Page excerpt:

## begin

Need help thinking in types



first things first. My name is Saša (this is a male name, i’m from Europe) and this is my first post in this forum. I’m pretty new to Rust. I’ve been casually playing around with Rust for roughly about a year.

A little bit of background where i’m coming from (technically). I’m a software developer (went to university for CS education)working on embedded and systems software (embedded as in 8051 and ARM; systems as in networking and drivers). I’m looking back at about seventeen years of experience. As for programming languages, i’ve used quite some, to name a few:
C, C++, Basic, Python, Objective-C, Perl, Go, C#, Assembly. I’ve been playing around with OCaml, Haskell and Ada as well.

So before asking my question, i would like to name the things i understand and like about Rust:

  • Lifetimes
  • The borrow checker
  • Cargo

I was actually surprised about how fast i got past “fighting the borrow checker”, but with my background, this might be normal.
Now on to the point of this (already too long) post (thanks for reading this far :wink: ).

What i’m going to write now is going to be a bit of tongue in cheek and is just my way of expressing my own incompetence of understanding Rust completely.

So, my question would be: How can i learn to think types?
To be clear, i know the difference between dynamic and static typing, strong and weak or no typing. This is not the problem.

I will make up an example (probably a bad one, but i want to keep it simple and get my point across). Let’s say i have to write a function adding to numbers, let’s say in a range from one to ten. As i’m mostly a C guy, i would say “Well, uint8_t sounds good. At the end of the day it’s just two numbers between one and ten.”.
Let’s now assume i’m looking for a Rust lib that does just that (adding these numbers). As there is only one (for the sake of the argument :wink: ), i download it and look at it, but have no clue what is going on.

Why? Well, because it seems most Rust users seem to be way better at abstracting things than me.

## end

Required actions:
a) Answer these about the forum post:
(i) How many years of experience does the poster mention?
(ii) Which three things does the poster say they understand and like about Rust?
(iii) Which type would the poster choose for the number-adding example?
b) Quote the forum post word for word from "A little bit" to "far :wink: ).".
The rows are not needed for any of this.

Extracted material:
## begin

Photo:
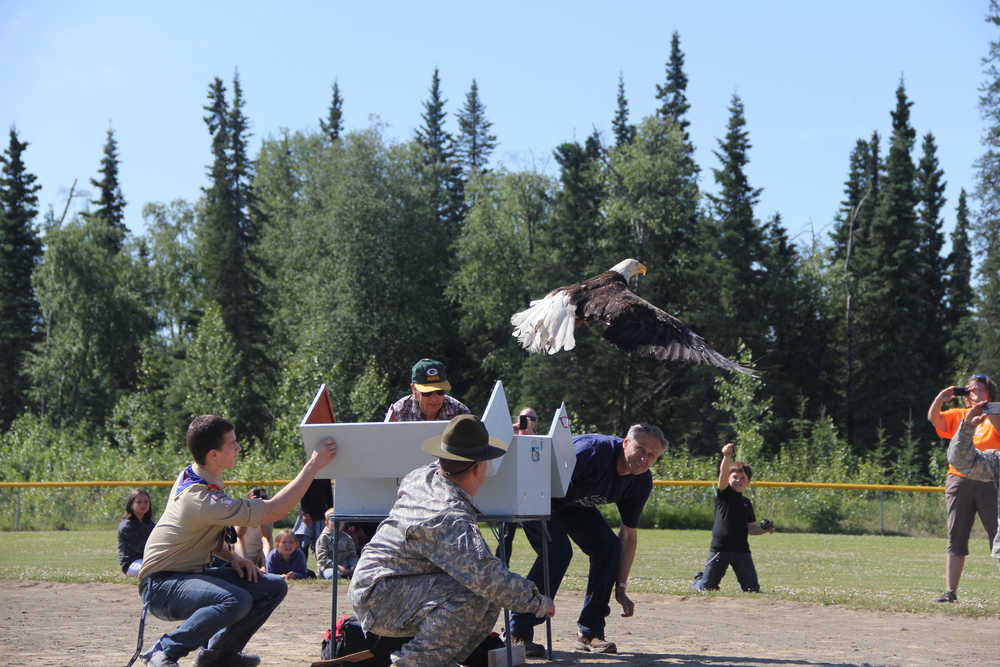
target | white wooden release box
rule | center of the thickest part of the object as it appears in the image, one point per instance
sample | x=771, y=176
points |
x=373, y=456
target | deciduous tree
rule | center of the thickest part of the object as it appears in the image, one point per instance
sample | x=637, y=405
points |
x=20, y=249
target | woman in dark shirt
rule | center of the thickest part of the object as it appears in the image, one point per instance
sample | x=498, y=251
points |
x=133, y=531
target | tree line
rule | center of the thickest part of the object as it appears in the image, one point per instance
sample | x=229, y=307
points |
x=341, y=257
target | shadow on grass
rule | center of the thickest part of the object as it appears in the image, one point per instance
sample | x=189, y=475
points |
x=682, y=659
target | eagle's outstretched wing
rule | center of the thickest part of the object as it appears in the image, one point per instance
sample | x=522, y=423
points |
x=634, y=324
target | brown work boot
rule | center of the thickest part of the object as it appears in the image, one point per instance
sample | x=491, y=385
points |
x=531, y=649
x=595, y=645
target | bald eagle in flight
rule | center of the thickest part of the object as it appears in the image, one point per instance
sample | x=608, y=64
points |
x=633, y=324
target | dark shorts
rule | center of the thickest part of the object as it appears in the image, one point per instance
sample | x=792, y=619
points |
x=964, y=498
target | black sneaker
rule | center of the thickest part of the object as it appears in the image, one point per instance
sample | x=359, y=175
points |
x=211, y=658
x=594, y=645
x=531, y=649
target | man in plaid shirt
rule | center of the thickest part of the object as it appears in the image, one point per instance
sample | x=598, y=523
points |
x=428, y=399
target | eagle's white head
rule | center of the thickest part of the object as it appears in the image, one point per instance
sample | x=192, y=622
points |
x=628, y=268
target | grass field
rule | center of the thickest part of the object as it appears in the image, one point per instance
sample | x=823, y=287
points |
x=857, y=571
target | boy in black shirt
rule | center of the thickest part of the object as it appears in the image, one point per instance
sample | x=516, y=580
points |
x=734, y=521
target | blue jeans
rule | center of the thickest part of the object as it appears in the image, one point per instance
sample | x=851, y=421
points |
x=588, y=529
x=220, y=609
x=715, y=568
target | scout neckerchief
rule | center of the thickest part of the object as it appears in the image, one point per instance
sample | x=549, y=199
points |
x=189, y=478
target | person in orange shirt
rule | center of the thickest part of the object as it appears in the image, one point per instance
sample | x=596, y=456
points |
x=964, y=497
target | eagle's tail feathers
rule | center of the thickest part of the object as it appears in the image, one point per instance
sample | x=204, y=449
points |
x=546, y=325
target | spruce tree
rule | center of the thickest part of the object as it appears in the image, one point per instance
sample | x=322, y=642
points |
x=959, y=298
x=674, y=105
x=889, y=296
x=432, y=135
x=475, y=143
x=739, y=239
x=931, y=267
x=333, y=124
x=227, y=237
x=440, y=165
x=20, y=249
x=987, y=225
x=110, y=202
x=857, y=205
x=624, y=133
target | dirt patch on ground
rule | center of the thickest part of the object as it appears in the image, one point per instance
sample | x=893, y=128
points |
x=54, y=624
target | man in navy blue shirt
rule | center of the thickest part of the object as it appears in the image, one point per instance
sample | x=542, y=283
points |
x=608, y=470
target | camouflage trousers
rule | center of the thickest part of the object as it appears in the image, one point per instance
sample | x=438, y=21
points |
x=446, y=619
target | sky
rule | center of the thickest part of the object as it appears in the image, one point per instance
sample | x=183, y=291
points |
x=814, y=77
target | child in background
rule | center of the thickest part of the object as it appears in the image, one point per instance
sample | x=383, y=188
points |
x=255, y=543
x=287, y=559
x=133, y=531
x=347, y=557
x=734, y=521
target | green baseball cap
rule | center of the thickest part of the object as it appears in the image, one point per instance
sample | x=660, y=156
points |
x=430, y=375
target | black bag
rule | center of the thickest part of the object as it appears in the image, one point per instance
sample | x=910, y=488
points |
x=351, y=638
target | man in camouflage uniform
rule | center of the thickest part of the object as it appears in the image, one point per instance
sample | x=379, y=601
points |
x=428, y=572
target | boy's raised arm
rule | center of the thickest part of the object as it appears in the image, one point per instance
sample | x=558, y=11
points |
x=727, y=453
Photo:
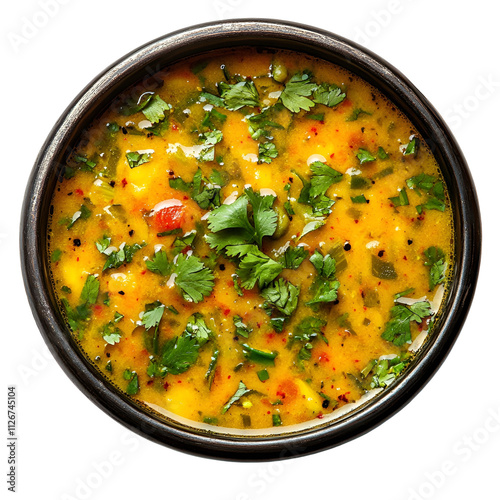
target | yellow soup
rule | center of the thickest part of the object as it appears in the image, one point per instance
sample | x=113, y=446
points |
x=251, y=239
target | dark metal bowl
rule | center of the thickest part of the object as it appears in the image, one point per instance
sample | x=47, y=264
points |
x=142, y=64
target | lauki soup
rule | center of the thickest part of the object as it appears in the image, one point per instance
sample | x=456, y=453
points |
x=251, y=239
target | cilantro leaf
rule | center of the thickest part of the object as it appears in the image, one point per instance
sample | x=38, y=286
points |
x=196, y=328
x=155, y=109
x=325, y=286
x=282, y=296
x=267, y=152
x=159, y=264
x=296, y=92
x=397, y=330
x=329, y=95
x=134, y=158
x=116, y=258
x=211, y=139
x=435, y=259
x=181, y=243
x=257, y=268
x=179, y=353
x=232, y=225
x=90, y=290
x=240, y=392
x=364, y=156
x=324, y=265
x=401, y=200
x=258, y=124
x=356, y=114
x=238, y=95
x=293, y=257
x=111, y=334
x=193, y=278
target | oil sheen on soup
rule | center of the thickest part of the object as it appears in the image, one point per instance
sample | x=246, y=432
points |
x=251, y=239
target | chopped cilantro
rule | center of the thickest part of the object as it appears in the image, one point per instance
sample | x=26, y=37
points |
x=255, y=267
x=329, y=95
x=282, y=296
x=364, y=156
x=356, y=114
x=397, y=330
x=230, y=224
x=134, y=158
x=435, y=259
x=240, y=392
x=155, y=109
x=238, y=95
x=179, y=353
x=159, y=264
x=296, y=92
x=401, y=200
x=193, y=278
x=293, y=257
x=267, y=152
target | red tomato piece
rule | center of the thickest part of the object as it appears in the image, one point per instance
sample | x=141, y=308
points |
x=169, y=218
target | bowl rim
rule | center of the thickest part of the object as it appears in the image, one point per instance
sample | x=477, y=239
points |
x=266, y=33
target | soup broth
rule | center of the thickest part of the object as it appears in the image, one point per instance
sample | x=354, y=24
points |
x=251, y=239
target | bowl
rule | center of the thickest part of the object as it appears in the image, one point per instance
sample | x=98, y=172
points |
x=140, y=65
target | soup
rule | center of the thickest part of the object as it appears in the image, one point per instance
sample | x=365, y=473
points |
x=251, y=239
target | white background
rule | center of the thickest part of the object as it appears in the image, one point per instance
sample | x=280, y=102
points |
x=445, y=444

## end

Responses to the tasks:
a)
(i) About seventeen years.
(ii) Lifetimes, the borrow checker, and Cargo.
(iii) uint8_t.

b)
A little bit of background where i’m coming from (technically). I’m a software developer (went to university for CS education)working on embedded and systems software (embedded as in 8051 and ARM; systems as in networking and drivers). I’m looking back at about seventeen years of experience. As for programming languages, i’ve used quite some, to name a few:
C, C++, Basic, Python, Objective-C, Perl, Go, C#, Assembly. I’ve been playing around with OCaml, Haskell and Ada as well.

So before asking my question, i would like to name the things i understand and like about Rust:

  • Lifetimes
  • The borrow checker
  • Cargo

I was actually surprised about how fast i got past “fighting the borrow checker”, but with my background, this might be normal.
Now on to the point of this (already too long) post (thanks for reading this far :wink: ).